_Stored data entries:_

_ _ _ _ _ _ _

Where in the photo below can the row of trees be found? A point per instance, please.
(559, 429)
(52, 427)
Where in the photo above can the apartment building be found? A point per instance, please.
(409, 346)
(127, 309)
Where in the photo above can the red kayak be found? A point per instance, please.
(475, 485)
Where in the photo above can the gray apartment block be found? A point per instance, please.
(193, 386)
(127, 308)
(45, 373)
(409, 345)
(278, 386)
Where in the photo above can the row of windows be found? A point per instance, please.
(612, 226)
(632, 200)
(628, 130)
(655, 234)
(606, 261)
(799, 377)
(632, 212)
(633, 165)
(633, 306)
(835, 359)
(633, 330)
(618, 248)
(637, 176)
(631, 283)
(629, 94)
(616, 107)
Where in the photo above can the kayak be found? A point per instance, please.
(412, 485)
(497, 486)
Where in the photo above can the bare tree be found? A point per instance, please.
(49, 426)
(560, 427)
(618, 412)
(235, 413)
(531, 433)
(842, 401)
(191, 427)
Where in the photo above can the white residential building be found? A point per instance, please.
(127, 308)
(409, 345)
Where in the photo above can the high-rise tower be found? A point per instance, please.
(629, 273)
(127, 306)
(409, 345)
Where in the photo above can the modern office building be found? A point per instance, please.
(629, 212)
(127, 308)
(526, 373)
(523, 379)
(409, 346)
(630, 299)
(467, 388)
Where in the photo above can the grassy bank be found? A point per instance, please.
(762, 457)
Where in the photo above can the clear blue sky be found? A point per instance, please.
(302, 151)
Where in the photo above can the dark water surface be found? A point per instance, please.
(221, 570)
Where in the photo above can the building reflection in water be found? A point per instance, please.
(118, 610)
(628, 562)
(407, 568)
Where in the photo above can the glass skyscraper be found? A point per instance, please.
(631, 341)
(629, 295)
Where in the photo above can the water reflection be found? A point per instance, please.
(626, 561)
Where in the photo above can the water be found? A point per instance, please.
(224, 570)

_ _ _ _ _ _ _

_WORK TO COMPLETE:_ Write out all of the records above exactly as they appear.

_RESPONSE:_
Where in the photo below can the row of trees be found? A point per instance, please.
(559, 429)
(52, 427)
Where in the photo above can the apartment building be found? A point per instance, please.
(409, 346)
(127, 309)
Where in the photo above can the red kayak be found? A point per instance, please.
(475, 485)
Where in the photo above can the gray apartment block be found? A point per instance, please.
(193, 386)
(127, 308)
(45, 373)
(409, 345)
(278, 386)
Where in the photo above can the row of windows be found? A point per instance, please.
(612, 226)
(632, 200)
(628, 130)
(655, 234)
(606, 261)
(799, 377)
(632, 212)
(633, 165)
(633, 306)
(835, 359)
(633, 330)
(618, 248)
(637, 176)
(631, 283)
(629, 94)
(616, 107)
Where in the photo above can the kayak be found? A point per instance, please.
(412, 485)
(497, 486)
Where in the photo above can the bare tree be found? A point per instance, please.
(49, 426)
(560, 427)
(618, 412)
(235, 413)
(531, 433)
(842, 401)
(191, 427)
Where in the photo above can the white residential building be found? A point per instance, please.
(127, 308)
(409, 345)
Where in the photo above can the high-rise tower be found? A point per instance, please.
(629, 273)
(127, 306)
(409, 345)
Where in the photo above can the modern office building be found? A point per instance, please.
(629, 212)
(127, 308)
(526, 373)
(523, 379)
(409, 346)
(630, 299)
(467, 388)
Where in the photo above can the grassy bank be found? A point per instance, please.
(762, 457)
Where in the photo above can the clear blue sky be found? A point per instance, please.
(302, 151)
Where in the photo above can the dark water surface be found? A point per instance, please.
(221, 570)
Where in the photo above can the building reflection in water be found? A point per instance, please.
(118, 610)
(628, 562)
(407, 568)
Where in the photo above can the glass skyscraper be found? A point per instance, please.
(631, 341)
(629, 295)
Where in the photo above can the water reflection be found? A point per instance, please.
(626, 561)
Where in the photo above can the water be found? A point per instance, please.
(224, 570)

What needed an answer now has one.